(Source passage)
◆ ◆ ◆ ◆ ◆

I’m glad I was there when the truck arrived, but it didn’t make much difference in the end. I don’t know how many drivers they have, but it was another first-timer. He appreciated my advice; however, the truck he was given didn’t have a forklift. It had a folded liftgate on the back and two versions of pallet jacks inside, neither of which would work on a gravel surface.
This was a first since This Old Horse started using this supplier for feed. I invited the driver to walk up and take a look at the situation himself to see if we could conjure up a method that could work. He decided it would be possible to back the truck up to the barn, and we could transfer the 40 bags by hand. I wasn’t worried about that solution, since I had moved one entire pallet-full by myself just two months earlier when the barn doors were frozen shut. Two of us could make quick work of moving 40 bags.
As the driver maneuvered the truck into position, I saw his tires sinking deep into the turf beyond the area of gravel. Those ruts will complement the many holes made there by horse hooves when they got loose on Cyndie a couple of weeks ago.
I don’t know what the load capacity of his lift gate on the back of the truck is, but it looked like he was severely taxing it when the loaded pallet settled onto the wobbling gate. He struggled mightily to get the tongues of his electric-powered pallet jack out from under the pallet because the significant bend of the straining gate made the angle almost impossible.
Once he was able to lower the gate down to stable ground, it was a reasonably easy effort for the two of us to move the bags a couple of steps to an empty pallet inside the barn. It was an overall awkward process, but a reasonable solution that avoided him driving the load back and waiting for a different truck to be able to re-deliver to us some other day.
I’m all for creative problem-solving. As a bonus, I kept the pallet the bags were on, instead of having him take it back, like I usually do. It looked like a good candidate for containing compost piles.

◆ ◆ ◆ ◆ ◆

(Extracted data)
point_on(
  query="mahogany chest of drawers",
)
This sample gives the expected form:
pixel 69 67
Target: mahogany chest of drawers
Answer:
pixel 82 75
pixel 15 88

◆ ◆ ◆ ◆ ◆

(Required task A) In the feed delivery account, write out the passage from "Once he was" to "containing compost piles.".
(Required task B) According to the feed delivery account, how many bags did the driver and the narrator plan to transfer by hand?

(Complete output A)
Once he was able to lower the gate down to stable ground, it was a reasonably easy effort for the two of us to move the bags a couple of steps to an empty pallet inside the barn. It was an overall awkward process, but a reasonable solution that avoided him driving the load back and waiting for a different truck to be able to re-deliver to us some other day.
I’m all for creative problem-solving. As a bonus, I kept the pallet the bags were on, instead of having him take it back, like I usually do. It looked like a good candidate for containing compost piles.

(Complete output B) 40 bags.